» **The request**: Rewrite the records below, replacing "drop one marker on each instance" with "mark every instance with a single point" everywhere it occurs and leaving all other text unchanged.

Stored data
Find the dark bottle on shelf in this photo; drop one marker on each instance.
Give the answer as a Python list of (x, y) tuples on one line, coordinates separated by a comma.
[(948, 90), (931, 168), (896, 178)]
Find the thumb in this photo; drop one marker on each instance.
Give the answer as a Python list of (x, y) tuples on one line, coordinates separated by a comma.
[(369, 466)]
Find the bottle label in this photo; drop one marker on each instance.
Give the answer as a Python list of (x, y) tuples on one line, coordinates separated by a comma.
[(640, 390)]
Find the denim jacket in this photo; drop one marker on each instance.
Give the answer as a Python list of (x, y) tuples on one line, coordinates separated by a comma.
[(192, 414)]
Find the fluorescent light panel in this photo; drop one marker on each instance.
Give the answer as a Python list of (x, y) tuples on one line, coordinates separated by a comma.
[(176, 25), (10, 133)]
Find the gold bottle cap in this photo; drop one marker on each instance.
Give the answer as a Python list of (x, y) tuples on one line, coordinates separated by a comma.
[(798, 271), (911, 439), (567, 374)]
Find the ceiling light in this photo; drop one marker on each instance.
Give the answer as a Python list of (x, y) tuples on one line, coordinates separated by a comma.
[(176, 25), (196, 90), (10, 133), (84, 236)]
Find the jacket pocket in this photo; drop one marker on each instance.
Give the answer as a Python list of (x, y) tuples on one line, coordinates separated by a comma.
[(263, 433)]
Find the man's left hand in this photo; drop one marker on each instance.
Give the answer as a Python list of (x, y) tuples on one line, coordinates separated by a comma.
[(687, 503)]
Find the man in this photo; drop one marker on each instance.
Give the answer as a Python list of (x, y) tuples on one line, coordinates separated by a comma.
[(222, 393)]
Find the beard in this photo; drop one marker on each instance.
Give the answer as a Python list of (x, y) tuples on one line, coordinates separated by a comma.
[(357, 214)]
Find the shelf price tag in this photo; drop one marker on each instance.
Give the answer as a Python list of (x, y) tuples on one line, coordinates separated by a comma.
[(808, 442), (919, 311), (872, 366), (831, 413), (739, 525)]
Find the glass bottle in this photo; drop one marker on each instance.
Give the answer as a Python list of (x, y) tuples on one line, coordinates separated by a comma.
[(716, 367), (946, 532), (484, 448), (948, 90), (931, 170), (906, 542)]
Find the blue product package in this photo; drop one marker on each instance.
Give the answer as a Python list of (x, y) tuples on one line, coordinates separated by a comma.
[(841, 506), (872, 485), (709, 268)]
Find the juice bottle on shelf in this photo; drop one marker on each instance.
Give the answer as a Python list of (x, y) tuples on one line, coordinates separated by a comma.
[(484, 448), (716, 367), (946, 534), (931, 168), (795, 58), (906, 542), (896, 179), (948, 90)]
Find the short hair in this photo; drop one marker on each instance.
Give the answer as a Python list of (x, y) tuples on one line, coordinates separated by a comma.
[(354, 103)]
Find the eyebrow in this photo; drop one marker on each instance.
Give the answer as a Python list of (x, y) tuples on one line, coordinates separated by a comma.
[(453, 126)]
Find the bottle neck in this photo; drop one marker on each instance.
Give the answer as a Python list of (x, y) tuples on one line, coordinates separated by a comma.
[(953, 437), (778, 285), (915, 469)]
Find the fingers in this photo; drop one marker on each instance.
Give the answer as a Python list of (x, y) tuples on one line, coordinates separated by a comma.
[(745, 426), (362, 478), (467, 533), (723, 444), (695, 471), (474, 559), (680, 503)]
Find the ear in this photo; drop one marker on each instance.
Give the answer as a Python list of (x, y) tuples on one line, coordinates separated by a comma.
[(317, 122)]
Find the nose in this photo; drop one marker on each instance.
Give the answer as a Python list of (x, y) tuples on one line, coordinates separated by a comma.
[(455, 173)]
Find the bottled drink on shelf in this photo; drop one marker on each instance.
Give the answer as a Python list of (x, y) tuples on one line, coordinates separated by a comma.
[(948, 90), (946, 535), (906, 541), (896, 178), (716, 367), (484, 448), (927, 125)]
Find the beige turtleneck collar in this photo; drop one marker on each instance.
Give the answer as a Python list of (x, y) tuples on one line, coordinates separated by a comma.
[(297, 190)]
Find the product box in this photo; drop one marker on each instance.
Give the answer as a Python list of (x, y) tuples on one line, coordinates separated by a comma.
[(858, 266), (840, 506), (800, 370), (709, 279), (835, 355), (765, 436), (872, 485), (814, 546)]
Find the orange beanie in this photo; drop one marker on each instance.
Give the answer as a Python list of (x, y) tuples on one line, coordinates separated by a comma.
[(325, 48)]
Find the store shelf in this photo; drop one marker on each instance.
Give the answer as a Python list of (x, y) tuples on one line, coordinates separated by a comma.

» **Result for this exercise**:
Find the dark bottle on shelf in this photo; mark every instance with a single point.
Give the answer as a Python list of (x, y) tuples on one line, coordinates separated by a comma.
[(948, 90), (931, 168), (896, 178)]
Find the thumb in this photo; mark every instance with a single point.
Give the answer as a Python list of (x, y) tuples on one line, coordinates separated by a comma.
[(369, 466)]
Find the bottle label in this photo; mark every instance with a single point.
Give the answer as a Python list of (x, y) tuples on one line, coordinates separated by a comma.
[(640, 390)]
Find the denim jacket in this photo; mark every instance with a single point.
Give the answer as a Python list of (x, y) tuples on one line, coordinates separated by a comma.
[(192, 414)]
Find the fluorescent light panel in this photo; mark every instance with a single point.
Give the answer as a Python list of (x, y) tuples on one line, coordinates separated by a comma.
[(176, 25), (10, 133)]
Find the gold bottle cap in this photo; mark every instance with a single point.
Give the answer as a Python list of (x, y) tuples on one line, coordinates separated by a comma.
[(798, 271), (911, 439), (567, 374)]
Find the ceiling light in this photo; mark every instance with a single point.
Give the answer as a Python list of (x, y) tuples on one line, coordinates separated by a comma.
[(176, 25), (196, 90), (10, 133), (84, 236)]
Find the jacket pocket in this photo; mark every instance with a single point.
Give the answer as a Python list of (x, y) tuples on one line, coordinates separated by a comma.
[(263, 433)]
Find the man's left hand in this photo; mark every instance with a single point.
Give the answer as a Python list of (x, y) tuples on one line, coordinates separated by a comma.
[(687, 503)]
Find the man in this photo; mark every instance with a single point.
Give the answer as a Python list of (x, y) tuples on one line, coordinates separated by a comma.
[(222, 393)]
Find the beard in this photo; mark every instance with a single point.
Give the answer as a Python list of (x, y) tuples on one line, coordinates separated by a comma.
[(357, 214)]
Find the shelf price tag in this photo; mark every instance with a single point.
Give the answer as a Python list of (x, y) tuples on one line, coordinates separated by a comma.
[(808, 442), (919, 311), (872, 366), (831, 413), (739, 525)]
Find the glass bottle in this photo; mark every instance with a single point.
Give the answer as a Python list of (x, y) tuples on one line, coordinates separated by a comma.
[(716, 367), (946, 532), (484, 448), (948, 90), (931, 170), (906, 542)]
Find the blue product package in this photo; mark every instance with a single point.
Give the answer as a Python list of (x, y) tuples on one line, coordinates separated by a comma.
[(841, 506), (872, 485), (709, 268)]
Find the juice bottle on shelf in this photo; mark every instance with a single point.
Give the answer as a Python list of (x, y) tuples on one line, coordinates separated by a comma.
[(484, 448), (716, 367), (946, 534), (931, 168), (795, 58), (906, 542), (896, 179), (948, 90)]
Find the short hair in this photo; mark every instance with a single point.
Give the answer as a Python list of (x, y) tuples on one line, coordinates separated by a comma.
[(354, 103)]
Find the eyebrow in this photo; mark every instance with a single point.
Give the answer as a Python list of (x, y) tuples on one line, coordinates separated by a comma.
[(453, 126)]
Find the bottle neck in this photo; mark every instance with a single point.
Give the answer as a Python list of (x, y) tuples on one line, coordinates separated by a comma.
[(953, 437), (778, 285), (915, 469)]
Find the fingers in this photo; mark every instance with a single point.
Give the answer as a Python list of (x, y) tuples on one line, coordinates separated by a comma.
[(745, 426), (362, 478), (467, 533), (723, 444), (695, 471), (474, 559), (680, 503)]
Find the ear in this photo; mark every instance with a single point.
Give the answer as a Python list of (x, y) tuples on one line, coordinates separated by a comma.
[(317, 122)]
Find the nose in this photo; mark every instance with a single point.
Give the answer as a Python list of (x, y) tuples on one line, coordinates separated by a comma.
[(455, 173)]
Find the bottled drink on shelf in this photo; mark every instance with a single point.
Give the answer as a Python list of (x, y) tuples on one line, coordinates separated by a comma.
[(948, 90), (946, 535), (906, 541), (896, 178), (716, 367), (484, 448), (927, 125)]
Find the beige turtleneck collar in this photo; mark every instance with a single point.
Give the answer as a Python list of (x, y) tuples on one line, coordinates separated by a comma.
[(297, 190)]
Find the product box in this photo; mark every instance with a single point.
Give the answer as a Python list of (x, y) tuples on one line, coordinates separated by a comma.
[(858, 266), (840, 506), (800, 370), (709, 279), (835, 355), (765, 436), (872, 485), (814, 546)]
Find the orange beanie in this photo; mark every instance with a single point.
Give the answer as a Python list of (x, y) tuples on one line, coordinates separated by a comma.
[(325, 48)]
Find the store shelf in this photo; mark every instance with a single point.
Give the answer as a Python list of (x, y) tuples on one line, coordinates separated by a comma.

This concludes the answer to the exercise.